» Texto para leer
# # # # # # #
La antigua disciplina romana conocía tres escrutinios, fijados en las dominicas tercera, cuarta y quinta de Cuaresma. Este numero nos lo atestigua en el 402 uno de los Canones ad Gallos y más tarde la carta de Juan a Senario; se encuentra también en Milán, Nápoles, Benevento y Aquileya, que recibieron de Roma su organización cuaresmal. El gelasiano titula dichas tres misas pro scrutinio, y todas se presentan con un carácter verdaderamente arcaico, poseen un Hanc igitur sin la añadidura gregoriana, prescriben la recitación de los nombres de los padrinos y de los elegidos en los dípticos y sus fórmulas, a tono con el bautismo, suponen candidatos adultos; éstas, por tanto, pueden considerarse como anteriores a la organización de la Cuaresma, es decir, probablemente a la segunda mitad del siglo VI.
# # # # # # #
» Conjunto de líneas

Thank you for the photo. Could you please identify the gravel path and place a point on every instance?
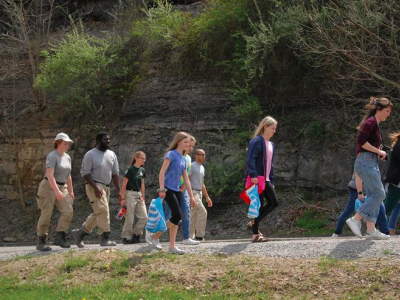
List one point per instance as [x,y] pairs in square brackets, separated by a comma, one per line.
[343,248]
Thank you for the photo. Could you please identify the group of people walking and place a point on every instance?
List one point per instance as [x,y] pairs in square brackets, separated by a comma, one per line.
[181,185]
[366,183]
[100,168]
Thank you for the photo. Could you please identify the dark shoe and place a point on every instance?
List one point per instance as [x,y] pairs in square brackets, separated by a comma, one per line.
[79,234]
[135,239]
[61,240]
[125,241]
[105,240]
[41,244]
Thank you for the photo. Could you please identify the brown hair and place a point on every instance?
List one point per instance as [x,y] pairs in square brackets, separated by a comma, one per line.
[137,154]
[56,143]
[394,137]
[375,104]
[268,120]
[177,138]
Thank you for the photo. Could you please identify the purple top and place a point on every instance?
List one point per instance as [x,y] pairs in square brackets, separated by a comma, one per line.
[369,132]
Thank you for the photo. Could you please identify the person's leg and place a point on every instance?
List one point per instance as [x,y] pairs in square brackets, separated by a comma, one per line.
[347,212]
[130,204]
[382,220]
[393,219]
[392,198]
[185,208]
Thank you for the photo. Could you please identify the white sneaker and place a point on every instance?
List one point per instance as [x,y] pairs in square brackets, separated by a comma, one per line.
[190,242]
[376,235]
[355,226]
[176,250]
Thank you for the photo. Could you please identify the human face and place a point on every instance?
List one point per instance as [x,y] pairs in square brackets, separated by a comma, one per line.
[269,131]
[140,160]
[200,156]
[183,145]
[63,146]
[191,147]
[105,142]
[383,114]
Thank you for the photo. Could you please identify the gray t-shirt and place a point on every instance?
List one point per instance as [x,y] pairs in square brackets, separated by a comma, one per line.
[100,165]
[61,164]
[197,174]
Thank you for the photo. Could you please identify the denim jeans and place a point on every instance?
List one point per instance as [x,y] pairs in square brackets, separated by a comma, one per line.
[349,211]
[394,217]
[366,166]
[185,209]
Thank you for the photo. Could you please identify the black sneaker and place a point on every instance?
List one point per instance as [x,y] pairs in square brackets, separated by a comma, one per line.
[125,241]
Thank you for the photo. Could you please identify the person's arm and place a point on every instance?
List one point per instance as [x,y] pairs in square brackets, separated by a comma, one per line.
[359,187]
[205,193]
[53,184]
[123,190]
[142,190]
[70,187]
[161,177]
[189,188]
[253,152]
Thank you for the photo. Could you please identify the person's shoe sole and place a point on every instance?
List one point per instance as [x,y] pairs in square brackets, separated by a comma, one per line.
[354,227]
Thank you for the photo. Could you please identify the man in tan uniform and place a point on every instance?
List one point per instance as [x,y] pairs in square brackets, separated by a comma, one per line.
[99,167]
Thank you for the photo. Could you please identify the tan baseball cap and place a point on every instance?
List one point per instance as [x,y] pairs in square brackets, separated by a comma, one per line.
[64,137]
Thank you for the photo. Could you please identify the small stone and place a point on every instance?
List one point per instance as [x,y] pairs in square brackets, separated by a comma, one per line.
[9,239]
# # # # # # #
» Trabajo por realizar
Imprime completo y sin ninguna alteración el texto sobre los escrutinios de la Cuaresma romana.

» Resultado final
La antigua disciplina romana conocía tres escrutinios, fijados en las dominicas tercera, cuarta y quinta de Cuaresma. Este numero nos lo atestigua en el 402 uno de los Canones ad Gallos y más tarde la carta de Juan a Senario; se encuentra también en Milán, Nápoles, Benevento y Aquileya, que recibieron de Roma su organización cuaresmal. El gelasiano titula dichas tres misas pro scrutinio, y todas se presentan con un carácter verdaderamente arcaico, poseen un Hanc igitur sin la añadidura gregoriana, prescriben la recitación de los nombres de los padrinos y de los elegidos en los dípticos y sus fórmulas, a tono con el bautismo, suponen candidatos adultos; éstas, por tanto, pueden considerarse como anteriores a la organización de la Cuaresma, es decir, probablemente a la segunda mitad del siglo VI.